What needs to be done - Print, in exact form, the lines below from the one containing "[mask] outline map on screen" through the one containing "[mask] outline chrome trim strip", and omit all others.

Stored data entries:
##############################

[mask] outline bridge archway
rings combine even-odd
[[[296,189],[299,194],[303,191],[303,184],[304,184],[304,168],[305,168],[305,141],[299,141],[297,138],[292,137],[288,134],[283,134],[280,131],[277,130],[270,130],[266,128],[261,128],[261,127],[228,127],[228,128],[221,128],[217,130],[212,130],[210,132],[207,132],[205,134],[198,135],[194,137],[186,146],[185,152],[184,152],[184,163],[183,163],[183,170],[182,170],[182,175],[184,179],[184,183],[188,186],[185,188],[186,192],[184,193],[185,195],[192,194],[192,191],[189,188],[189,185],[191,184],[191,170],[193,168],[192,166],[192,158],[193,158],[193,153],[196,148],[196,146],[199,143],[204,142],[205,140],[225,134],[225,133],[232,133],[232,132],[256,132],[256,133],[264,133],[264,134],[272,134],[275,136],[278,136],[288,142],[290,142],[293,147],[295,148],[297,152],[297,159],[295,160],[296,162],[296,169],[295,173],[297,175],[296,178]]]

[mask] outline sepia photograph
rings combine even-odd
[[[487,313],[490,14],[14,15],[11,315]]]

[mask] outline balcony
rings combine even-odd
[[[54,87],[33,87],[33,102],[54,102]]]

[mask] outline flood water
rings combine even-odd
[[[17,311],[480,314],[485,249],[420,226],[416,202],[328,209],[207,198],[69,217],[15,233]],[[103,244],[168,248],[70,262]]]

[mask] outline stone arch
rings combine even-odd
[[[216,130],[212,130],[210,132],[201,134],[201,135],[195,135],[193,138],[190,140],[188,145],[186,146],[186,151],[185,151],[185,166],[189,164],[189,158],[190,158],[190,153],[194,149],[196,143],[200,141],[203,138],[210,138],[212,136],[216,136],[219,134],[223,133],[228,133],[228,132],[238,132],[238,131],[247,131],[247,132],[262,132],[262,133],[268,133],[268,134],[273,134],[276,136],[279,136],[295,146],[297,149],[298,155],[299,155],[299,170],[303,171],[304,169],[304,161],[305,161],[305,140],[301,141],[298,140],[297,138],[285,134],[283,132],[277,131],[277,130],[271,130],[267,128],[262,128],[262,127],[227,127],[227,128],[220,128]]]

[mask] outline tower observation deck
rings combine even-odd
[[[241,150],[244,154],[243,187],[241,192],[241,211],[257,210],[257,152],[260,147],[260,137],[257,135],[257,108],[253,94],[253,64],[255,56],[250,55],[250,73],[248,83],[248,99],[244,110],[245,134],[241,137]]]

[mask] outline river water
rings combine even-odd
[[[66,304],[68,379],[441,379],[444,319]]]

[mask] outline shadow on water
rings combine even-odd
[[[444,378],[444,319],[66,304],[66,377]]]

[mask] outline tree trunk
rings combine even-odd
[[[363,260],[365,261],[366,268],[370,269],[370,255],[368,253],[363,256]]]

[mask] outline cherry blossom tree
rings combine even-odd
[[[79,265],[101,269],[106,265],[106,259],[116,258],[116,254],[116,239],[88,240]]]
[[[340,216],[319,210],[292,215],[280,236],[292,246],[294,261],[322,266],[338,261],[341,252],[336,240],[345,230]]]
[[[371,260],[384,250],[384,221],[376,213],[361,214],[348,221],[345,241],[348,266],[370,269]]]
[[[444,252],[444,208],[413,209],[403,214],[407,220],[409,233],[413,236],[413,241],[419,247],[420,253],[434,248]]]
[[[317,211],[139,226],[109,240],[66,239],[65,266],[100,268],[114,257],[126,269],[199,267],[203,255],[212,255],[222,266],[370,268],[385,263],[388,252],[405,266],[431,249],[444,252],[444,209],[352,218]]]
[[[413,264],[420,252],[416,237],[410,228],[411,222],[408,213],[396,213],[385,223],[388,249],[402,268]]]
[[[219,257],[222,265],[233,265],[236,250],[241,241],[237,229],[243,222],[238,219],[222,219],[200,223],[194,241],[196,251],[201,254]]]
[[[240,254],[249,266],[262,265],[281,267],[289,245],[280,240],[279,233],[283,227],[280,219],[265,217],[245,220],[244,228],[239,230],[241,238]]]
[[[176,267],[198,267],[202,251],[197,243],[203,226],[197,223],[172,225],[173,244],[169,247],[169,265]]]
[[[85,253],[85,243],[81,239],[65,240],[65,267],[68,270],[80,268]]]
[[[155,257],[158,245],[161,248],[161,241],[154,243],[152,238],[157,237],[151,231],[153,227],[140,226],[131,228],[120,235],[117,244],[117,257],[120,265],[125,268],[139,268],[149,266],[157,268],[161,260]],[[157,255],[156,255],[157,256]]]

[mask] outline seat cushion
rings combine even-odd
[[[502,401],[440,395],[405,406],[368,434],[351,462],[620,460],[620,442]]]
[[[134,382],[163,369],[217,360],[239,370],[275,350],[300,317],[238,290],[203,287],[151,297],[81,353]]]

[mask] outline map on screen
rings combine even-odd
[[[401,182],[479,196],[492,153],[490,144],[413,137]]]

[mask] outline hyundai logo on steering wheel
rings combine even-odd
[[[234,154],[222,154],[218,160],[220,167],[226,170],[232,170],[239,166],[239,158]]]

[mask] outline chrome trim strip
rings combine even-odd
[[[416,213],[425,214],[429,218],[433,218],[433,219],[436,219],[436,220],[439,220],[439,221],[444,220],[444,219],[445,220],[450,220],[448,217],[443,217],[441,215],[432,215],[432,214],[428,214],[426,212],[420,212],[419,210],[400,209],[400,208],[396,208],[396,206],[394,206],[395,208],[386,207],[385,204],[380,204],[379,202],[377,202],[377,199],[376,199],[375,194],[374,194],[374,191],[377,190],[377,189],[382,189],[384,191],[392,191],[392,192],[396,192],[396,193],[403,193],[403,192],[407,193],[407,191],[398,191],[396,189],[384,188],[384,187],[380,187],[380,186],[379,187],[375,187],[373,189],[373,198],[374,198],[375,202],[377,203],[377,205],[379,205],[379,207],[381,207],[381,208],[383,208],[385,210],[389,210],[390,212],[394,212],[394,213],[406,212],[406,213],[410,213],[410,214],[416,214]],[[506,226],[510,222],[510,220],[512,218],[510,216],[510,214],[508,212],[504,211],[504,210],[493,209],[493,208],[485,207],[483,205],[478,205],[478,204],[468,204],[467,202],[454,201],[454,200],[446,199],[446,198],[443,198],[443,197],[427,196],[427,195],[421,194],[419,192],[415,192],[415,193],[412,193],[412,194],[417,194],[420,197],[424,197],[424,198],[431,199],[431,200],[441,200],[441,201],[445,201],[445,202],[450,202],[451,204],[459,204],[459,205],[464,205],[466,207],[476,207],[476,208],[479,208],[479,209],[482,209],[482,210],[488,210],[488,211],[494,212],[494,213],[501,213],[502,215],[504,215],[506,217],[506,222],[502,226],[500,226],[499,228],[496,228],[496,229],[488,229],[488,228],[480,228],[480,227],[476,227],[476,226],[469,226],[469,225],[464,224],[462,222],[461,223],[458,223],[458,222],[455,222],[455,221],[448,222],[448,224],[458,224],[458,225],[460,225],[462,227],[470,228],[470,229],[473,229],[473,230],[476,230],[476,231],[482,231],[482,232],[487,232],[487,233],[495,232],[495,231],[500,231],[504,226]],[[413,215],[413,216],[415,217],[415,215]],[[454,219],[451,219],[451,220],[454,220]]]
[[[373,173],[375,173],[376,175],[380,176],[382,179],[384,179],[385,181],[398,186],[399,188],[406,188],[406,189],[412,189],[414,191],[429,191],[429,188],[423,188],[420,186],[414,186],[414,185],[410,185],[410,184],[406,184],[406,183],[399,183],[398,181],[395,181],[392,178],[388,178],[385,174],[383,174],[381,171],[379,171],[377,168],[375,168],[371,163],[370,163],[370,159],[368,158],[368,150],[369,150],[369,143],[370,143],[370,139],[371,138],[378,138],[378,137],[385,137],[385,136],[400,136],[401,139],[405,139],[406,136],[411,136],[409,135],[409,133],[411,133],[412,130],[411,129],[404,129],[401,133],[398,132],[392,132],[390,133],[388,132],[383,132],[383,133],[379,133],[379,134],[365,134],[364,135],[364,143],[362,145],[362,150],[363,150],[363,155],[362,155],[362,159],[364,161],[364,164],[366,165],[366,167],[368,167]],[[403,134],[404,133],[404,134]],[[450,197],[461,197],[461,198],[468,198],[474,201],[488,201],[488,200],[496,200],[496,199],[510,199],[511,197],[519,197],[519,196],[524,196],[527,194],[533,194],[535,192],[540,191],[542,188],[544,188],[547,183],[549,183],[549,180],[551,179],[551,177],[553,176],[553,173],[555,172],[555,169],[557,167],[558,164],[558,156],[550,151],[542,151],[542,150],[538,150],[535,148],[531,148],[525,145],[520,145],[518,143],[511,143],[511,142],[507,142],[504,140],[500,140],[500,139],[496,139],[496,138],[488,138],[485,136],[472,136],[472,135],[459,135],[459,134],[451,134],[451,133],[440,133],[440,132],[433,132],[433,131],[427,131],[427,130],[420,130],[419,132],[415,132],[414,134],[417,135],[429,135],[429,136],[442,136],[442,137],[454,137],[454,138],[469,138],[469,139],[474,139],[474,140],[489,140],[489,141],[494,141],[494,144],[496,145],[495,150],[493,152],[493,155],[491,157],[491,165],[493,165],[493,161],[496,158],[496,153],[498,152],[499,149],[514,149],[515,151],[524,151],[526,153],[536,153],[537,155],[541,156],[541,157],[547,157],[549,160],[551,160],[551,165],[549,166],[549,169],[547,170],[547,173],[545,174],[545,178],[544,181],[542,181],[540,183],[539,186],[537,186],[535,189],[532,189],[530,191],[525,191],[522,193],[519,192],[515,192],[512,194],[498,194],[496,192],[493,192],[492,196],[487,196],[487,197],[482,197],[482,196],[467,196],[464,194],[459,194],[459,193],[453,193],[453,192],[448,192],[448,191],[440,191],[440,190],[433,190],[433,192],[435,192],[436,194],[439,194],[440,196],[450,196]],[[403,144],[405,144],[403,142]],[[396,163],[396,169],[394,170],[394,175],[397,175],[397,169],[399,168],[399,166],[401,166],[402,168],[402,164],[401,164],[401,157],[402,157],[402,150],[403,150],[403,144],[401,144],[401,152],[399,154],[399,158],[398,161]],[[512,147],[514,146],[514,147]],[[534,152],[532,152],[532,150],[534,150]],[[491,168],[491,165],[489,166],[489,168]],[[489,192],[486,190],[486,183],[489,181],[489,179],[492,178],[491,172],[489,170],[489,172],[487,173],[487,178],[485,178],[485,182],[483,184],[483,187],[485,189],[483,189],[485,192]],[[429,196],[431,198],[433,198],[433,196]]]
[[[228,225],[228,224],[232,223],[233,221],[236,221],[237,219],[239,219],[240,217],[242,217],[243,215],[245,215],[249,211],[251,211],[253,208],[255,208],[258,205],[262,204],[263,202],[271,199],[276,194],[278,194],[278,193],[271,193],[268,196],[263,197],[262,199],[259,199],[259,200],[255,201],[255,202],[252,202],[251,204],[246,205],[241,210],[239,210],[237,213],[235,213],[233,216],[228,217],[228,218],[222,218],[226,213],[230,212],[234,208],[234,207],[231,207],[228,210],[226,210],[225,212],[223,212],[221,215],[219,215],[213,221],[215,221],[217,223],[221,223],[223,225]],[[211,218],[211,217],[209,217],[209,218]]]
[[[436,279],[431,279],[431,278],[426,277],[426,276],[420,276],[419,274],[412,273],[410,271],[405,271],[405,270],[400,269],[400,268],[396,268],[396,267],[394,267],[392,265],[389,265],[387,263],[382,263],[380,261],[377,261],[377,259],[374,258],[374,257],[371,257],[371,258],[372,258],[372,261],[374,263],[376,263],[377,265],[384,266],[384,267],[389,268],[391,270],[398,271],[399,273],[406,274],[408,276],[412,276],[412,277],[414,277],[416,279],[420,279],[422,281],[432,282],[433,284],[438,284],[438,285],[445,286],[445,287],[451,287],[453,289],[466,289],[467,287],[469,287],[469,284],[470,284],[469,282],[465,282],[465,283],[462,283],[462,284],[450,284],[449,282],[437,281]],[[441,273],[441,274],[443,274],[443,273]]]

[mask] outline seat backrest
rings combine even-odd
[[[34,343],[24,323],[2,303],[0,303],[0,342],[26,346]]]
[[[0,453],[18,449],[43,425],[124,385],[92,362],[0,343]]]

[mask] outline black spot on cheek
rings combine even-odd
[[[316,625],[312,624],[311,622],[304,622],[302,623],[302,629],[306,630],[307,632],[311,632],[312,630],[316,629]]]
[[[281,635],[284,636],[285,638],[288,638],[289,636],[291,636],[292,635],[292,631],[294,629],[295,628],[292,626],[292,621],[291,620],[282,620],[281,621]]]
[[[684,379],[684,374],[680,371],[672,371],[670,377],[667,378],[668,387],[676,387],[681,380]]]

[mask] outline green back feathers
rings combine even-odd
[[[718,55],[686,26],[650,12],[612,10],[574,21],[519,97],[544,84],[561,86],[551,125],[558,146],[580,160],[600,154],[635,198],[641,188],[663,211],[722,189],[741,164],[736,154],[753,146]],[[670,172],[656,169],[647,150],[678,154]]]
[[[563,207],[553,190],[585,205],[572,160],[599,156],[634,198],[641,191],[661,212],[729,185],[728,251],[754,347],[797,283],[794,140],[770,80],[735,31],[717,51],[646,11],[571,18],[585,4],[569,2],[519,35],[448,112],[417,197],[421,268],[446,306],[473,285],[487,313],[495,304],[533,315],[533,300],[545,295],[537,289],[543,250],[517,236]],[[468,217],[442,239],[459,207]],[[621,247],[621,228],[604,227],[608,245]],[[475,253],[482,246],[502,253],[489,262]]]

##############################

Written solution -
[mask] outline map on screen
rings combine even-odd
[[[401,182],[479,196],[492,153],[490,144],[413,137]]]

[mask] outline hyundai logo on steering wheel
rings combine even-odd
[[[234,154],[222,154],[218,160],[220,167],[226,170],[232,170],[239,166],[239,158]]]

[mask] outline chrome trim strip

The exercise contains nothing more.